** start Raw data **
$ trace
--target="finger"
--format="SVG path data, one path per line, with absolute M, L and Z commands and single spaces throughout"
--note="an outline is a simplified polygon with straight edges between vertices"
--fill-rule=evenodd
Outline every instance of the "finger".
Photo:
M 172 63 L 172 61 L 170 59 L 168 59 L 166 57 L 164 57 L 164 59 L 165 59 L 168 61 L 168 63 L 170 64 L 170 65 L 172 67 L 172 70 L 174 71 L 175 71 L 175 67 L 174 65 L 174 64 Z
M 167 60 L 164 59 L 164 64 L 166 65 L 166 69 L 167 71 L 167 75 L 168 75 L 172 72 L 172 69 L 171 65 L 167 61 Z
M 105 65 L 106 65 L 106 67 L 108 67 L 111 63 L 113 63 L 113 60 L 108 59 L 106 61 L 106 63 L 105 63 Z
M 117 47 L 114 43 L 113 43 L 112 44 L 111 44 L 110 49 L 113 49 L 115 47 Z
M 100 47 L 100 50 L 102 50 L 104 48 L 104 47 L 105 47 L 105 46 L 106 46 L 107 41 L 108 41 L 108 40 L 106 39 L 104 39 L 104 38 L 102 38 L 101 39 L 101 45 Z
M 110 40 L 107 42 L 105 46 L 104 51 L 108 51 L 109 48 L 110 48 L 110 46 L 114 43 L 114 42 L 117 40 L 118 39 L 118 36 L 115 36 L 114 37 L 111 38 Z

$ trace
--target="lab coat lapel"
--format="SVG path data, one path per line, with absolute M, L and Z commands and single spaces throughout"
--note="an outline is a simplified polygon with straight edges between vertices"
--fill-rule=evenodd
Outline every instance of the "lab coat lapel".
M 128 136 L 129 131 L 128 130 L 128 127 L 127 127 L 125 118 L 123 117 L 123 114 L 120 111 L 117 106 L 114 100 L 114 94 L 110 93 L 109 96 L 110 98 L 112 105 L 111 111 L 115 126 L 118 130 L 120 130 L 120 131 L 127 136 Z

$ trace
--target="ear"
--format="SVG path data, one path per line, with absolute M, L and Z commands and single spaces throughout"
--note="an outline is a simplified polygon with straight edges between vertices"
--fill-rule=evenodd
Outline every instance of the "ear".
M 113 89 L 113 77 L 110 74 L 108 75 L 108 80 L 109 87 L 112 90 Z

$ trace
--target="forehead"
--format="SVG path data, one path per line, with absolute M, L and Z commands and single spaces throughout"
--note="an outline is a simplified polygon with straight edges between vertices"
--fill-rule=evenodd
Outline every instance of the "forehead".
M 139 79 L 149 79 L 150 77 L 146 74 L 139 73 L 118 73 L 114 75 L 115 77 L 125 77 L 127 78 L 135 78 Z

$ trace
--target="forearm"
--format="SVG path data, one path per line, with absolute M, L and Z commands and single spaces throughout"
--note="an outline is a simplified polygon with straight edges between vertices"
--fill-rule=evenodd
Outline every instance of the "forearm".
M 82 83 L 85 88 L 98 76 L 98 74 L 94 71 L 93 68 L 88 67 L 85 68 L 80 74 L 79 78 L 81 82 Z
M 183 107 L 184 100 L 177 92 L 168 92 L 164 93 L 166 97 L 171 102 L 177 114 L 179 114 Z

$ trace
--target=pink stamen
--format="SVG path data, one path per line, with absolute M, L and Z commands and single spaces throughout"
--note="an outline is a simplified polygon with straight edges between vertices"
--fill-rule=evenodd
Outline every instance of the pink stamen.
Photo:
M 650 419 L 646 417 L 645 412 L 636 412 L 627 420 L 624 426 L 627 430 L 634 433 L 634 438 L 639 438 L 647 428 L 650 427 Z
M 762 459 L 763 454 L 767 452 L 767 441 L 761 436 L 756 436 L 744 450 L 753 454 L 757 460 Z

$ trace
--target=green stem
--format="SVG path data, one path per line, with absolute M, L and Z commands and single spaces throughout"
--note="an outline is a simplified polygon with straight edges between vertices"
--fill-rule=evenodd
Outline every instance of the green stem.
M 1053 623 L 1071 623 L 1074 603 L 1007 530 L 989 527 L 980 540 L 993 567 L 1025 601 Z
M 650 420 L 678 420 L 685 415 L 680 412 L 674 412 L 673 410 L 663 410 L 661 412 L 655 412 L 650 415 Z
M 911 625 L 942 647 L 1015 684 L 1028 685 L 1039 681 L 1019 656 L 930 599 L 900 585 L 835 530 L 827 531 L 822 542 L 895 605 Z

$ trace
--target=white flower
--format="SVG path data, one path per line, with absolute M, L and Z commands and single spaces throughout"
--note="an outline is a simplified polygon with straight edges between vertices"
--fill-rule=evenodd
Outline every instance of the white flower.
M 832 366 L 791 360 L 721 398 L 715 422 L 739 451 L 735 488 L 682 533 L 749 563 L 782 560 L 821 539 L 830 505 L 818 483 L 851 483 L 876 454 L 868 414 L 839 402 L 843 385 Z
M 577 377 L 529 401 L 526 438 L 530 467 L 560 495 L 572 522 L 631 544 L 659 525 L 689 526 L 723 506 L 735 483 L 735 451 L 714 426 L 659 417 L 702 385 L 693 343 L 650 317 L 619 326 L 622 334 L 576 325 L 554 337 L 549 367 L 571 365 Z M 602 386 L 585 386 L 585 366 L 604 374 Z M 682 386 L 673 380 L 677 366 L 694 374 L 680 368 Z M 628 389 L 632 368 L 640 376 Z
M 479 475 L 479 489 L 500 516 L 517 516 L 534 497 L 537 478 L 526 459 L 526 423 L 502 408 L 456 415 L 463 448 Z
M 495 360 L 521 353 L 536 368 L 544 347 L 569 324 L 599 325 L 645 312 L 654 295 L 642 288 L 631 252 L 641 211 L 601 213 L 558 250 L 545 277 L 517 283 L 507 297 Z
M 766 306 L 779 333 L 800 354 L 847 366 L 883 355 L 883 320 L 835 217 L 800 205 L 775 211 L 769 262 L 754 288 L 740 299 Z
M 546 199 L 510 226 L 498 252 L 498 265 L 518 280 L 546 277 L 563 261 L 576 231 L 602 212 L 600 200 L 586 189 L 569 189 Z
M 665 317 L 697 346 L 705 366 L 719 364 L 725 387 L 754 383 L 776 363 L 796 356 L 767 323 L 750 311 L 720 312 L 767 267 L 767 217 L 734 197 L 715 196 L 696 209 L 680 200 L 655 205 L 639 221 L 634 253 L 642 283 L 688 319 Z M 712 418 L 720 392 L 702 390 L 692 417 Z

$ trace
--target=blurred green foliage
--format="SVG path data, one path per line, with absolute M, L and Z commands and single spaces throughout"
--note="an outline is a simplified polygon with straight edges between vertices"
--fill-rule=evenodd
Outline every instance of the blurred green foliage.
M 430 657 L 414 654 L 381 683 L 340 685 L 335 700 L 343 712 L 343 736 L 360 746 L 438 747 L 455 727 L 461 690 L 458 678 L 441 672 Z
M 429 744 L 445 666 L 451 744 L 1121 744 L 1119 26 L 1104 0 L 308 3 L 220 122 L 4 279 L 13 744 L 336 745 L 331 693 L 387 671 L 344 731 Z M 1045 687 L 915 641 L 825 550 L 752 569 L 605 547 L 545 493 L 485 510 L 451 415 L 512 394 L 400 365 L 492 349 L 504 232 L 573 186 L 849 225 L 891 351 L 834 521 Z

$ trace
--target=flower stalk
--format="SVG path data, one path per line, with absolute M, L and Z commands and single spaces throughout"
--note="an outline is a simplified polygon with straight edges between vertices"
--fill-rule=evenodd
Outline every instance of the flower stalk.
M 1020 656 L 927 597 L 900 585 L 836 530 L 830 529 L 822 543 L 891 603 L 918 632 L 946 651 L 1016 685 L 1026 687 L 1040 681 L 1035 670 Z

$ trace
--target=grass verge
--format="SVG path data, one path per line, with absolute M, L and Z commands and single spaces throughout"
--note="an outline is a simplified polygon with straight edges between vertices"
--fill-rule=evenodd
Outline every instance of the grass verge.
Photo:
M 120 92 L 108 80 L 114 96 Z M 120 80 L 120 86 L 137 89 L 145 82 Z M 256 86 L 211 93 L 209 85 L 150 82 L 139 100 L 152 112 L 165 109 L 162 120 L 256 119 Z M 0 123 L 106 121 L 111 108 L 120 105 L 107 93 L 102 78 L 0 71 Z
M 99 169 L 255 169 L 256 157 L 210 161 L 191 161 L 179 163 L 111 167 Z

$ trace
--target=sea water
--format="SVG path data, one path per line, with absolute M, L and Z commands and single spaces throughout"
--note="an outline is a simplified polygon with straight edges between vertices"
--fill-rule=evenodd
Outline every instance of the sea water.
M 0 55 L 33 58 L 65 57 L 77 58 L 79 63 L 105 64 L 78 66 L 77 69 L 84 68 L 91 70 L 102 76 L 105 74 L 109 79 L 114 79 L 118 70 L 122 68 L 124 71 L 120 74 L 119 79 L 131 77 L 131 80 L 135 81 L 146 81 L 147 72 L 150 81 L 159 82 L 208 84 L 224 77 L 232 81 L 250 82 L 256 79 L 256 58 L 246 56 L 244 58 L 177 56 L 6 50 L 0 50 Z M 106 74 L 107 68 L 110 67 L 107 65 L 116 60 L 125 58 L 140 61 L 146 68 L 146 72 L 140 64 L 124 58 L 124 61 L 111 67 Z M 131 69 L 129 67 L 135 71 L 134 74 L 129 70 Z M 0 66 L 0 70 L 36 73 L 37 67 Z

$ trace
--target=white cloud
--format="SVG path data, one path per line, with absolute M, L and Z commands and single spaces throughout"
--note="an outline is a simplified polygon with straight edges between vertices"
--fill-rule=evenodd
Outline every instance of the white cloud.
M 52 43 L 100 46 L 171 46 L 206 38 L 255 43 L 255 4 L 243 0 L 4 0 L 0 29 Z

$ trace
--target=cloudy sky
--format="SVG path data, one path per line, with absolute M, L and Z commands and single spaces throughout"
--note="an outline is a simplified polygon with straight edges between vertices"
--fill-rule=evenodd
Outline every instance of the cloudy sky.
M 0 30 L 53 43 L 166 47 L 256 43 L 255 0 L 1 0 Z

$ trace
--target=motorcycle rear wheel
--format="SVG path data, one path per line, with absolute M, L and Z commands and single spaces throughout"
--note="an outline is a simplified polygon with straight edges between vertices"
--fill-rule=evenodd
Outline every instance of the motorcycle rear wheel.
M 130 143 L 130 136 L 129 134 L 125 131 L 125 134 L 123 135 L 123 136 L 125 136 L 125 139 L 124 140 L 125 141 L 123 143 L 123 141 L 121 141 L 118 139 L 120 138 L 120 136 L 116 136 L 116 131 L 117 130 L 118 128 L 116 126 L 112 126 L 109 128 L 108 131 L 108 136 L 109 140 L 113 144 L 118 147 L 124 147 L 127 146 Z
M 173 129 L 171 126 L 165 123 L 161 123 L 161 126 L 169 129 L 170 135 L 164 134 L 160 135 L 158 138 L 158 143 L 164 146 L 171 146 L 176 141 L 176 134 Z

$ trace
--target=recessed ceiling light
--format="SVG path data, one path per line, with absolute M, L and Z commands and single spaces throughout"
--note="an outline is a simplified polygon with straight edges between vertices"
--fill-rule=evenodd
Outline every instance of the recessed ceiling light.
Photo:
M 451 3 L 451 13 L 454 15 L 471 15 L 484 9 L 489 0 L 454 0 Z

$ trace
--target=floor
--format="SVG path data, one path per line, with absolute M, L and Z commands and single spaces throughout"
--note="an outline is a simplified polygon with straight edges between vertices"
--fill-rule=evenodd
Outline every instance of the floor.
** end Raw data **
Rescale the data from its first line up to and including the line with "M 117 47 L 114", writing out every one of those lines. Multiply each coordinate in the outline paths by 1.1 and round to whole numbers with halves rounded up, and leave all other text as it is.

$ trace
--target="finger"
--format="SVG path data, one path per line, with absolute M, L and Z commands and single spaces throughout"
--note="an outline is a simplified polygon with straight edges between vertices"
--fill-rule=evenodd
Outline every instance of the "finger".
Photo:
M 189 69 L 189 67 L 187 65 L 185 65 L 183 63 L 180 63 L 180 65 L 182 65 L 185 67 L 185 69 L 187 70 L 187 72 L 189 74 L 189 77 L 191 78 L 193 78 L 193 74 L 191 72 L 191 70 Z
M 184 66 L 180 65 L 180 70 L 183 72 L 183 76 L 184 78 L 184 83 L 185 83 L 189 79 L 189 76 L 188 72 L 184 67 Z
M 116 72 L 117 72 L 117 74 L 119 74 L 122 69 L 124 69 L 124 66 L 119 65 L 117 67 L 117 69 L 116 69 Z
M 129 52 L 125 47 L 124 47 L 123 48 L 122 48 L 121 54 L 124 54 L 127 52 Z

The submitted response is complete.